→ What you will do: Which lines in the material below contain the word "wheelchair"? Show each of them in full.

→ Data section:
_ _ _
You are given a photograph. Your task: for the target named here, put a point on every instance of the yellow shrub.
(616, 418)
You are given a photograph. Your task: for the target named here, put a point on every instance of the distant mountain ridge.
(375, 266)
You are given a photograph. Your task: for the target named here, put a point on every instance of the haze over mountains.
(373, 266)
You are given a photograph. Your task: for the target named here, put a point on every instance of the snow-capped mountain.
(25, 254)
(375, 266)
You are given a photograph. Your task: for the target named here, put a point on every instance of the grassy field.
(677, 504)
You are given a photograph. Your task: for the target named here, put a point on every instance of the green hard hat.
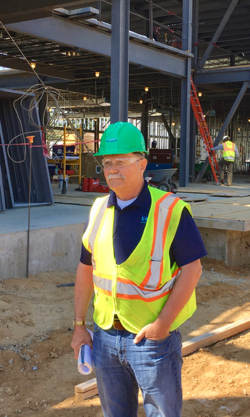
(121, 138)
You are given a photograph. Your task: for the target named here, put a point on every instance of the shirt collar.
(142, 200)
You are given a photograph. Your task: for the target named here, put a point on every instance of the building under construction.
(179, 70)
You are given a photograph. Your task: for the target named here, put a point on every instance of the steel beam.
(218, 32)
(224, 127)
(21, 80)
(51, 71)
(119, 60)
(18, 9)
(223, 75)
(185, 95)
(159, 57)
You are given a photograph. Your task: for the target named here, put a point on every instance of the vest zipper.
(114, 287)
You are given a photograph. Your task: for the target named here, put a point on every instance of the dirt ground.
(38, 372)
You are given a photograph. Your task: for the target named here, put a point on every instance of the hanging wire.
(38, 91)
_ _ _
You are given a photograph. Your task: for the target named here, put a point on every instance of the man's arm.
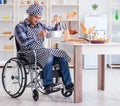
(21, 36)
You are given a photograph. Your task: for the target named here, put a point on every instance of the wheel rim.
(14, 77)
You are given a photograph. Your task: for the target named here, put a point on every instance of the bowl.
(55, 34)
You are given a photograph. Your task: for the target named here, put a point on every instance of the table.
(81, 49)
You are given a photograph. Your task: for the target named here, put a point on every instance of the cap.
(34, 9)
_ _ _
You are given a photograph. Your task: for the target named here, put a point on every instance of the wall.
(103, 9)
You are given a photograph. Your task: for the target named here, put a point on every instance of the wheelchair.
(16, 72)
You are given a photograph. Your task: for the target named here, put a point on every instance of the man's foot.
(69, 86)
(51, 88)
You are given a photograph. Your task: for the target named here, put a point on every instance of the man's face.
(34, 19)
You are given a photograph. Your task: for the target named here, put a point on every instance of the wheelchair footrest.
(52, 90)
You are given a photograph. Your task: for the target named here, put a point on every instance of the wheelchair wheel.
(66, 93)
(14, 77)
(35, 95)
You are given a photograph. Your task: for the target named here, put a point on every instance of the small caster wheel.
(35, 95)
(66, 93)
_ _ _
→ Problem solution:
You are given a photograph. Your task: for the target named here, put a point on every instance of the wheelchair.
You are given a photograph. Your task: for the target named here, put a point on every instance of the wheelchair footrest.
You are given a photograph. Your task: for the target named here, put a point on every instance of the wheelchair wheel.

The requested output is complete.